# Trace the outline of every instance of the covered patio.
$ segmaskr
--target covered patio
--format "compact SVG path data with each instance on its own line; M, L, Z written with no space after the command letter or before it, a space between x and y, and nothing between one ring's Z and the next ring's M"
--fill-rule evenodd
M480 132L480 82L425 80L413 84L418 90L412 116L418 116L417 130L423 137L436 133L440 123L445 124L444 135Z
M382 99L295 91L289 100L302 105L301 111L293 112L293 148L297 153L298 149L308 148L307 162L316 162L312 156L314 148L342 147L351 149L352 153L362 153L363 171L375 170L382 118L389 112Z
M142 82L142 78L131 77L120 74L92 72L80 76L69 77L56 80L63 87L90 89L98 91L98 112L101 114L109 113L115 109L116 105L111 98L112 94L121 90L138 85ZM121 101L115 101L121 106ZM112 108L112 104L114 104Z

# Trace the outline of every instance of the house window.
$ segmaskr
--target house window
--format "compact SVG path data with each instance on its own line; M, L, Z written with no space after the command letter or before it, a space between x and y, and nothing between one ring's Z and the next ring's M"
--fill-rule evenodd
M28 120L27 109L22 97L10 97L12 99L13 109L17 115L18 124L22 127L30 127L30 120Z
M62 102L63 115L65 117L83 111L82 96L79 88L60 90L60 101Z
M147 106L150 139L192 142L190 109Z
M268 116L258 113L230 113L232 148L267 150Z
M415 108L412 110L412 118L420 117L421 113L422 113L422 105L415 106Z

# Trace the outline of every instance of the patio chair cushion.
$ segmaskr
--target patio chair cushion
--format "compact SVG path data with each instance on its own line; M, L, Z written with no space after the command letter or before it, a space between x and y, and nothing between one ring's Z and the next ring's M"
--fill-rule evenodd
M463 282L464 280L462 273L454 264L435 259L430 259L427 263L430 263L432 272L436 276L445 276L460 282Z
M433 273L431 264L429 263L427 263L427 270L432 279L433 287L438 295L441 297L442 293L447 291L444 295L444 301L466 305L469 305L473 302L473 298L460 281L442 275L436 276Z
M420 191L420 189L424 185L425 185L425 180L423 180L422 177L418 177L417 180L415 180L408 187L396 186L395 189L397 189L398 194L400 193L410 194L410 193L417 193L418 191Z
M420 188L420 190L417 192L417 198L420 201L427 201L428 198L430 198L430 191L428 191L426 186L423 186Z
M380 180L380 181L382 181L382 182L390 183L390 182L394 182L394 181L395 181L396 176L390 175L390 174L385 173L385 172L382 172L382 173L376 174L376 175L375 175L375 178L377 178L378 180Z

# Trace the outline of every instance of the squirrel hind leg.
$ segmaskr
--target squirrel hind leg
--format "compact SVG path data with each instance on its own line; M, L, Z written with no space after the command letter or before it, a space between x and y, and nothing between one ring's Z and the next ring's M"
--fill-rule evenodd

****************

- ASSIGNMENT -
Pull out every line of the records that includes the string "cushion".

- RESPONSE -
# Trace the outline of every instance of the patio chair cushion.
--target patio chair cushion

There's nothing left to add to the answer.